» **What is needed**
Look through the entries below and extract exactly the lines from the one containing "e.g. [[415, 95]]" through the one containing "e.g. [[642, 367]]", ends included.

» **Source data**
====================

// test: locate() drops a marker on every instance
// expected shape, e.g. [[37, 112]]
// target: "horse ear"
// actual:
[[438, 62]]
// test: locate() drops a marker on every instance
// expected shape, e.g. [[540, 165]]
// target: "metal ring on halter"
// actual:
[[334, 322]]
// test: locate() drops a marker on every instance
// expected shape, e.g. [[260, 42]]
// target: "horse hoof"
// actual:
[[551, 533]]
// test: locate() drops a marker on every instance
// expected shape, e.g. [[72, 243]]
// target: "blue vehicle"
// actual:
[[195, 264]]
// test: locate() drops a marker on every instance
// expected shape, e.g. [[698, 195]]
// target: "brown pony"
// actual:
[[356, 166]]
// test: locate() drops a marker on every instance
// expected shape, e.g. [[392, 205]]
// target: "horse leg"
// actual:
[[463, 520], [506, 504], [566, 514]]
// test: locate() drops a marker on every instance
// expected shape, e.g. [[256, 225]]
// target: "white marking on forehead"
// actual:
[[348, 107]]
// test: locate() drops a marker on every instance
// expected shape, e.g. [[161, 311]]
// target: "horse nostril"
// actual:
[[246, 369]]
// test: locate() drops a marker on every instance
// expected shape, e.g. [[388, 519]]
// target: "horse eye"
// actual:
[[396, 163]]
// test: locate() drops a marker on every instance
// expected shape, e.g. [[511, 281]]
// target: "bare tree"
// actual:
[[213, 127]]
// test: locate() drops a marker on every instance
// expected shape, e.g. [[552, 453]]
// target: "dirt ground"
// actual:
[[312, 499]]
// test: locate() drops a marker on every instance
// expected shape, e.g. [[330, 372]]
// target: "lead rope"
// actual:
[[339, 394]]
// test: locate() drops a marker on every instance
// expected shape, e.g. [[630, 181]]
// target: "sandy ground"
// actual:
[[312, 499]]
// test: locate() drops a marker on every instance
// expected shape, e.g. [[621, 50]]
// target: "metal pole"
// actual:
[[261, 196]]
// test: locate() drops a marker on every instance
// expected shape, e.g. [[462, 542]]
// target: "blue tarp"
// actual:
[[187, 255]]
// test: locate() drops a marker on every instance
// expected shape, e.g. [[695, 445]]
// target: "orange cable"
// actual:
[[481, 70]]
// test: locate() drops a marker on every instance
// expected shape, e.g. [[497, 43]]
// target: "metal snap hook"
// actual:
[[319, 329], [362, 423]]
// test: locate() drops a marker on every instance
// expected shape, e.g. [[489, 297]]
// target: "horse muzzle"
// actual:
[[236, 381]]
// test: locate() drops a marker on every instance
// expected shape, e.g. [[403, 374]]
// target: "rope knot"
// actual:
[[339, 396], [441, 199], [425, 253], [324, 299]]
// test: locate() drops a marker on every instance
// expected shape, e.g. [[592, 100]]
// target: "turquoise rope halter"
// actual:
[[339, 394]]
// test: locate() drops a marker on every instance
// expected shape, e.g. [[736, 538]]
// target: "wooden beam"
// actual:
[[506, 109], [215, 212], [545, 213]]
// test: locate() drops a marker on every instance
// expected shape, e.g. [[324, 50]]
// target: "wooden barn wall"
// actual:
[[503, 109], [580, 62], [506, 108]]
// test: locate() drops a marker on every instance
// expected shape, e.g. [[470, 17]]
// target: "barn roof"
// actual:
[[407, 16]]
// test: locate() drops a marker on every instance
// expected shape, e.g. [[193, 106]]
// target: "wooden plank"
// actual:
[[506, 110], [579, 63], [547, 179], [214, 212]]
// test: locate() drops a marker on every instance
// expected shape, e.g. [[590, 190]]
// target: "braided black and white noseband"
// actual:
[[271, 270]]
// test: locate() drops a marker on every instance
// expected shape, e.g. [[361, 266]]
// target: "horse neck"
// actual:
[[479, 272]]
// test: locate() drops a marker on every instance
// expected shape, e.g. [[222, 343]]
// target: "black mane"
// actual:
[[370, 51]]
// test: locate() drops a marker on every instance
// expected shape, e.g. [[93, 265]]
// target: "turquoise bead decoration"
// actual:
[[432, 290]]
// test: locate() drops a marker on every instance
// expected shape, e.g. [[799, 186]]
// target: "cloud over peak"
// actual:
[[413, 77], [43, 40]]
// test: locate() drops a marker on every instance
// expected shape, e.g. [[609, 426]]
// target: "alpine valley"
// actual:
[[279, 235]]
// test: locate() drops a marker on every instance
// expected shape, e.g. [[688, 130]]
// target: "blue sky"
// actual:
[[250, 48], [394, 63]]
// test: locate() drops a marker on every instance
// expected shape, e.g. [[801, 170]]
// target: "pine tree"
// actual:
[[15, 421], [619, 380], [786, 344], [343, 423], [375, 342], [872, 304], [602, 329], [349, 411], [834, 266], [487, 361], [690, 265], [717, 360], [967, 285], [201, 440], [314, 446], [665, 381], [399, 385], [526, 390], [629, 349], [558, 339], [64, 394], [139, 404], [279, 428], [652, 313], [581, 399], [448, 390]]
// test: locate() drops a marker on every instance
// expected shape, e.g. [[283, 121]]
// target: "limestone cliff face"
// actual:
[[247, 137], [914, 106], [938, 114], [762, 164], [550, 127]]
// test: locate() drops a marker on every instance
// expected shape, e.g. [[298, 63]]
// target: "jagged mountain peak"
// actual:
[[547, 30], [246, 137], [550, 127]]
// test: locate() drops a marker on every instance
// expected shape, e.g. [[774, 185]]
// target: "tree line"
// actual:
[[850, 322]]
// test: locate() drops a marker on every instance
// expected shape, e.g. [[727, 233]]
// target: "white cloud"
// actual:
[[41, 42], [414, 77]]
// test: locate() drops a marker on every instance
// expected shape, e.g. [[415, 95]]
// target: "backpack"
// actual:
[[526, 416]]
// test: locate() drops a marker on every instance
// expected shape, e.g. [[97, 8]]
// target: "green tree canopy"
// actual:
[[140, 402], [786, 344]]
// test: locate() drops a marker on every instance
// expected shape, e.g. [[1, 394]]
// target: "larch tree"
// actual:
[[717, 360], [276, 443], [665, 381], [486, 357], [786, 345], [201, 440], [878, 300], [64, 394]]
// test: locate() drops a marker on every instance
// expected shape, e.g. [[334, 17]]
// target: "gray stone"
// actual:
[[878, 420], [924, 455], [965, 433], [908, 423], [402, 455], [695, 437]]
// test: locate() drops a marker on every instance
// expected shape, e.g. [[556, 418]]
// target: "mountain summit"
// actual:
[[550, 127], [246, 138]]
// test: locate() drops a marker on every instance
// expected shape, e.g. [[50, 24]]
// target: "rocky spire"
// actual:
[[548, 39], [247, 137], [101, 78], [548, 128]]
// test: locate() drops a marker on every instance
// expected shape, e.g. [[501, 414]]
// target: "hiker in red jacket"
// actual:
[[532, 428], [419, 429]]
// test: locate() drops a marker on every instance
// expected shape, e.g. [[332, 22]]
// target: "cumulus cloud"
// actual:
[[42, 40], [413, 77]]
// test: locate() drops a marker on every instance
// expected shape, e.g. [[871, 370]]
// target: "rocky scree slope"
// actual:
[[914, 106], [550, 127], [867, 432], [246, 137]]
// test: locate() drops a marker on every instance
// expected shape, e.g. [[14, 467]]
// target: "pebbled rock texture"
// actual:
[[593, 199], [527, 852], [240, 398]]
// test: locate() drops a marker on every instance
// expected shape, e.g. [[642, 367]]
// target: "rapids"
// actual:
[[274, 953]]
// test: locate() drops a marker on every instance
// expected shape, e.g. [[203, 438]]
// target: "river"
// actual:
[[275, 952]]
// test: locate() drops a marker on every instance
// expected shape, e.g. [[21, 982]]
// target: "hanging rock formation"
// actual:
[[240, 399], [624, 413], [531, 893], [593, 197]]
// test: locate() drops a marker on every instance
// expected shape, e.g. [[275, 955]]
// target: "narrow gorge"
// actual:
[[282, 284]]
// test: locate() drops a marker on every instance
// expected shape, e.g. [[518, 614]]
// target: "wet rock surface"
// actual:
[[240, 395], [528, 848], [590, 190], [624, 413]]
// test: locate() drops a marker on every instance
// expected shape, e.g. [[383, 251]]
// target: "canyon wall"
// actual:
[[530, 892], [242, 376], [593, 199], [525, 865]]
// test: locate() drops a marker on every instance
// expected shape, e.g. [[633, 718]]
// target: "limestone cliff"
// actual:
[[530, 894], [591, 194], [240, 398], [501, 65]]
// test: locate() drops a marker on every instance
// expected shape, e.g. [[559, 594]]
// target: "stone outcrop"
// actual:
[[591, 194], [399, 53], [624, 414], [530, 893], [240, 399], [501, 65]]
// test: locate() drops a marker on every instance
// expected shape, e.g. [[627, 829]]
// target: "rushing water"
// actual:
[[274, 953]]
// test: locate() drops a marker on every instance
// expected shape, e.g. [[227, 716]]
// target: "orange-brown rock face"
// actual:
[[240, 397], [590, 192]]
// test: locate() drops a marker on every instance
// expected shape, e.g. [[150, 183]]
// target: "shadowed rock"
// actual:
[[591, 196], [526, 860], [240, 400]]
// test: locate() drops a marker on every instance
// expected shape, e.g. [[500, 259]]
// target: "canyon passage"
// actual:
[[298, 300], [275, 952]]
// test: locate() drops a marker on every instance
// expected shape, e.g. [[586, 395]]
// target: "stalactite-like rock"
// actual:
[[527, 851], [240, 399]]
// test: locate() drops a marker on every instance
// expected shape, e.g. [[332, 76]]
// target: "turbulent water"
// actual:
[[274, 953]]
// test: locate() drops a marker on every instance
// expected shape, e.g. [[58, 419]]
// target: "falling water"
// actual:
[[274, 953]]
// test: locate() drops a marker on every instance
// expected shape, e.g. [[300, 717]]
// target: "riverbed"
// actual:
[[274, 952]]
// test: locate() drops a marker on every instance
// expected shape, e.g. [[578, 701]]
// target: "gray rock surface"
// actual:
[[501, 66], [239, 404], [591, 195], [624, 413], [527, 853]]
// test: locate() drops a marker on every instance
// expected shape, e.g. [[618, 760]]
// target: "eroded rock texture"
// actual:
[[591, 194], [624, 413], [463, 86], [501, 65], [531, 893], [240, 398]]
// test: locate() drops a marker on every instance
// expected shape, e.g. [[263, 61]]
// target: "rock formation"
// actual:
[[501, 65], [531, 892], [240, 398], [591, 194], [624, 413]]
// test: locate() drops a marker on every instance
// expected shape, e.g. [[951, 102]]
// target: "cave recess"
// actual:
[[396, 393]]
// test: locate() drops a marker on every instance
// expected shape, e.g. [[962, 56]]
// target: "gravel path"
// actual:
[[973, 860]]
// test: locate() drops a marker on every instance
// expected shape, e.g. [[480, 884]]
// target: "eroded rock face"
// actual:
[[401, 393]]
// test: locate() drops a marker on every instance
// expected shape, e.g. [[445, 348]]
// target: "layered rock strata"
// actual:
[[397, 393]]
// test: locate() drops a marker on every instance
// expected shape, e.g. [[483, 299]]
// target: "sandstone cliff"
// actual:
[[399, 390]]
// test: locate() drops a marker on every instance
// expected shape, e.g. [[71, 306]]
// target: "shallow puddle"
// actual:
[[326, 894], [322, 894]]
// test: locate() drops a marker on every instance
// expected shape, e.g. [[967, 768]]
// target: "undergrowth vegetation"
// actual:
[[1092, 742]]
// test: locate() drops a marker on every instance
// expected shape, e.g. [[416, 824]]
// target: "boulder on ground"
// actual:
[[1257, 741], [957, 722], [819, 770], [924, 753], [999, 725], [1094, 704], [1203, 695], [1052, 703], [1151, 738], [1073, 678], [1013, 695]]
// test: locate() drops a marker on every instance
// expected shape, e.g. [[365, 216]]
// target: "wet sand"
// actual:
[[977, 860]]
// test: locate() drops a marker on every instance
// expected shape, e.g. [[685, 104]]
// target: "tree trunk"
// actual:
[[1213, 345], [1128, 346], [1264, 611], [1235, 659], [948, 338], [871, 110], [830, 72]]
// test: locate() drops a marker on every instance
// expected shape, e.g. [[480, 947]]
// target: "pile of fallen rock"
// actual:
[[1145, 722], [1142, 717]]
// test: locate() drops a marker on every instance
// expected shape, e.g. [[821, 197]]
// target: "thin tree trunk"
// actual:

====================

» **Completed task**
// expected shape, e.g. [[415, 95]]
// target: "backpack"
// actual:
[[526, 416]]
// test: locate() drops a marker on every instance
// expected shape, e.g. [[97, 8]]
// target: "green tree canopy"
// actual:
[[140, 402], [786, 344]]
// test: locate() drops a marker on every instance
// expected shape, e.g. [[1, 394]]
// target: "larch tree"
// actual:
[[717, 360], [276, 443], [665, 381], [486, 357], [786, 345], [201, 440], [878, 300], [64, 394]]
// test: locate() drops a marker on every instance
// expected shape, e.g. [[334, 17]]
// target: "gray stone"
// actual:
[[878, 420], [924, 455], [965, 433], [908, 423], [402, 455], [695, 437]]
// test: locate() drops a marker on every instance
// expected shape, e.g. [[556, 418]]
// target: "mountain summit"
// actual:
[[550, 127], [246, 138]]
// test: locate() drops a marker on every instance
// expected shape, e.g. [[50, 24]]
// target: "rocky spire"
// actual:
[[548, 39], [247, 137], [101, 78], [548, 128]]
// test: locate() drops a marker on every instance
// expected shape, e.g. [[501, 414]]
// target: "hiker in red jacket"
// actual:
[[532, 428], [419, 429]]
// test: locate() drops a marker on every instance
// expected shape, e.g. [[332, 22]]
// target: "cumulus cloud"
// actual:
[[42, 40], [413, 77]]
// test: locate() drops a marker on every instance
// expected shape, e.g. [[871, 370]]
// target: "rocky scree slope"
// actual:
[[914, 106], [550, 127], [867, 432], [246, 137]]
// test: locate() drops a marker on every instance
// expected shape, e.g. [[14, 467]]
// target: "pebbled rock texture"
// actual:
[[593, 199], [527, 852], [240, 398]]
// test: locate() drops a marker on every instance
// expected shape, e.g. [[642, 367]]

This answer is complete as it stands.